À FAIRE:
Traduisez en anglais cette phrase du texte sur le handicap et les aidants : « Le soutien aux aidants doit également être poursuivi et amplifié. »

TEXTE À LIRE:
========

Il est nécessaire de prendre le cap de la société inclusive en rendant l'environnement accessible et en garantissant l'accompagnement des personnes vivant avec un handicap dans le milieu dit « ordinaire », et non en marge de la société. C'est l'ambition que nous poursuivons avec nos efforts sur l'accessibilité (avec la mise en place d'un fonds territorial), promise aux Français depuis quinze ans ; notre investissement sans précédent dans l'école inclusive (avec notre proposition d'aller plus loin avec des AESH aux 35 heures) ; ou encore des solutions innovantes comme l'habitat inclusif. A ce titre, nous proposons, par exemple, qu'une plateforme publique recensant l'offre d'habitat inclusif soit mise en place. C'est un parcours au long cours. Il faudra aussi s'assurer que les personnes en situation de handicap lourd ou polyhandicap puissent faire valoir leur choix avec des solutions plus institutionnelles.

• Quelles réponses apporterez-vous aux milliers de familles qui, à bout, restent sans solution, parfois durant des années et doivent pour certaines arrêter de travailler pour garder leur enfant à la maison ?
Dans la continuité, et en complément de la démarche « Réponse accompagnée pour tous » (RAPT), et en articulation avec les Dispositifs d'appui à la coordination (interlocuteur unique pour les parcours de santé et de vie complexes) en cours de généralisation sur tous les territoires, les Communautés 360 sont en cours de déploiement dans l'ensemble des départements. Leur mission est d'être à l'écoute des personnes sans solution, et organiser des réponses concrètes et de proximité, afin d'atteindre l'inconditionnalité de l'accompagnement et rompre l'isolement des familles en mettant tous les acteurs autour de la table.

Le soutien aux aidants doit également être poursuivi et amplifié. Depuis 2017, le gouvernement a revalorisé leur action et leur engagement en lançant une réflexion sur leur statut et en créant un congé légal de « proche aidant ». Mais, à l'heure où notre population vieillit, et où un actif sur quatre sera aidant en 2030, nous devons accentuer notre soutien. C'est la raison pour laquelle nous proposons de mettre en place un interlocuteur unique chargé d'organiser tous les services, ainsi qu'un véritable statut de l'aidant. Il supposera notamment de pouvoir bénéficier d'un relais de deux semaines par an pour pouvoir se reposer et prendre soin de soi, tout en continuant de déployer et améliorer les solutions de répit existantes. Nous avons aussi décidé une revalorisation du montant de l'allocation journalière du congé « proche aidant » versée aux personnes qui accompagnent un proche en déficit d'autonomie à compter de janvier 2022 au niveau du Smic, quelle que soit la composition du foyer familial.

========

DONNÉES FOURNIES:
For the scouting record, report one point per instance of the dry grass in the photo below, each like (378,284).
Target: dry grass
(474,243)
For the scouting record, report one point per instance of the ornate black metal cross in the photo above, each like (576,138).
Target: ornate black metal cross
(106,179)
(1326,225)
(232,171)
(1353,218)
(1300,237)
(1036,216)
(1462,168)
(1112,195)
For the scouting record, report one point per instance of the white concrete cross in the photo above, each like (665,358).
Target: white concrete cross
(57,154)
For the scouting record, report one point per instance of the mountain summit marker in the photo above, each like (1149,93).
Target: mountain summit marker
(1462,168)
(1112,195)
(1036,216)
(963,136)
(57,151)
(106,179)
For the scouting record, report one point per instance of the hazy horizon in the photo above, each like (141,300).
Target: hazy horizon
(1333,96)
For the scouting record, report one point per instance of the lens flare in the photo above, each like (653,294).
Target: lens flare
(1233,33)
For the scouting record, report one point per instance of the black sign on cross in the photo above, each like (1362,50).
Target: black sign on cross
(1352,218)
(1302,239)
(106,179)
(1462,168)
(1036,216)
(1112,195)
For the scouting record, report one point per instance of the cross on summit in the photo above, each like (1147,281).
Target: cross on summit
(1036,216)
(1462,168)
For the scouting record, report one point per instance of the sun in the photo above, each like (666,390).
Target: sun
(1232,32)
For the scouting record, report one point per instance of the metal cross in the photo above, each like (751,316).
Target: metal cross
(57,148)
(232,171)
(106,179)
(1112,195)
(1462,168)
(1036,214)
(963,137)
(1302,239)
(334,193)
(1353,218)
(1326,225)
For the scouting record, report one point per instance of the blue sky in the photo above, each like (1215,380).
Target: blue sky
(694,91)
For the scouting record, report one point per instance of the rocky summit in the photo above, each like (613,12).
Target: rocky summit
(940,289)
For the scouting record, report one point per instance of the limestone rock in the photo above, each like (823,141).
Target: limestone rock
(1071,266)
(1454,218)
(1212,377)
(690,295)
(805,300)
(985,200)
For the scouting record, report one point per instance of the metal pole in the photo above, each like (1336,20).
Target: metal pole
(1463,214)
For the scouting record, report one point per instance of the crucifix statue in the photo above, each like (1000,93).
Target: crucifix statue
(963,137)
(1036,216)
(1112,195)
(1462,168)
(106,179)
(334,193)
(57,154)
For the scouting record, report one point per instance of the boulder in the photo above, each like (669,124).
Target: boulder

========

RÉSULTAT FINAL:
Support for caregivers must also be continued and expanded.